Estamos ampliando o consumo de sucata, porque o aço, como a Patrícia sempre diz, é 100% reciclado e infinitamente reciclável. Essa frase, para mim, é perfeita, porque traz a capacidade do aço de estar conectado com o futuro, de ser utilizado novamente em condições adequadas, o que é fundamental para o futuro que acreditamos ser necessário.
Ao aumentar o consumo de sucata, temos a capacidade de melhorar nossas emissões, nesse momento, no curto prazo. E estamos fazendo isso ao melhorar a performance da planta. No último ano, de 2023 para 2024, conseguimos reduzir nossas emissões em 4,5%, focados na melhoria da performance da empresa.
Paralelamente, estamos buscando alternativas para utilizar materiais diferentes na planta, de forma a ampliar a capacidade de redução de emissões. No médio prazo, vejo oportunidades para o uso de equipamentos alternativos, como o gás natural.
Se o preço se tornar viável, o gás natural pode ser uma boa alternativa. Temos uma planta em Tubarão que pode utilizar gás natural imediatamente, e na nossa planta aqui em Pecém, com um projeto finalizado, que não demanda tanto tempo e nem tantos investimentos, podemos adaptar nossos equipamentos para utilizar esse recurso.
O que vemos como barreira no momento é o preço do gás natural, mas acreditamos que ele pode ser um processo de transição interessante. O gás natural é um hidrocarboneto, e já contém hidrogênio, o que nos permite dar o primeiro passo para explorar o uso de hidrogênio.
A longo prazo, vejo um grande potencial para a energia renovável, como a eólica e a solar, além da produção de hidrogênio verde, que será conectado aos nossos futuros equipamentos.
Eu vejo isso muito claramente, e acredito que esse é o caminho. Essa potencialidade não pode estar desconectada do que priorizamos durante a aquisição da planta. No entanto, é necessário um percurso a ser realizado, que também requer a participação do setor público.
Quando olhamos para o Canadá e para a Europa, vemos que os investimentos públicos no setor são essenciais para alavancar ativos industriais. O setor siderúrgico globalmente está calcado na utilização de carvão, e a adaptação para alternativas mais sustentáveis exigirá não apenas tecnologia e pesquisa, mas também investimentos, tanto públicos quanto privados.
O POVO - Sabe-se o quanto o aço tem essa capacidade de ser reciclado nesse processo de transição energética, mas queria entender sobre outras ações da chamada agenda ESG que são implementadas pela Arcelormittal no Pecém...
━━━━━━━━
■ **CONJUNTO DE TAREFAS**:
1. Extraia do trecho sobre a redução de emissões na siderurgia a passagem que começa em "Quando olhamos para" e termina em "públicos quanto privados.", sem alterar nada.
2. Com base no trecho sobre a redução de emissões na siderurgia, responda:
(a) Em que porcentagem as emissões foram reduzidas de 2023 para 2024?
(b) Em qual planta o gás natural pode ser utilizado imediatamente?
(c) O que é apontado como barreira no momento para o gás natural?
━━━━━━━━
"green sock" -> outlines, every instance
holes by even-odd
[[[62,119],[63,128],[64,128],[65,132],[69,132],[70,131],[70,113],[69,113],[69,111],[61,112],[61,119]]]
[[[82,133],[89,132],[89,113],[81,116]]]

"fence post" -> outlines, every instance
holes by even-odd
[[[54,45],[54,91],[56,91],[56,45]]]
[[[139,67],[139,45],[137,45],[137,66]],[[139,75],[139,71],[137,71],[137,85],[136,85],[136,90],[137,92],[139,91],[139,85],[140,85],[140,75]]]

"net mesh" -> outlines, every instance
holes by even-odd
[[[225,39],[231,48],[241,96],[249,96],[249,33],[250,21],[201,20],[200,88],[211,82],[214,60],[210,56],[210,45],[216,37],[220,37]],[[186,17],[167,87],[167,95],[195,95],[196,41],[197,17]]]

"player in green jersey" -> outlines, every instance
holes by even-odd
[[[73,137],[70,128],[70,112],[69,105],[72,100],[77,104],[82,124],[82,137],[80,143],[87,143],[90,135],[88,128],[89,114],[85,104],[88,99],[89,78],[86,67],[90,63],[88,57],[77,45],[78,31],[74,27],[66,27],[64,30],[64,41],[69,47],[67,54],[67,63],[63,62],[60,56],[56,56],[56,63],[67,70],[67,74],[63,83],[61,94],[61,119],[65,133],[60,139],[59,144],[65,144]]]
━━━━━━━━
■ **TAREFAS RESOLVIDAS**:
1.
Quando olhamos para o Canadá e para a Europa, vemos que os investimentos públicos no setor são essenciais para alavancar ativos industriais. O setor siderúrgico globalmente está calcado na utilização de carvão, e a adaptação para alternativas mais sustentáveis exigirá não apenas tecnologia e pesquisa, mas também investimentos, tanto públicos quanto privados.

2.
(a) Em 4,5%.
(b) Na planta de Tubarão.
(c) O preço do gás natural.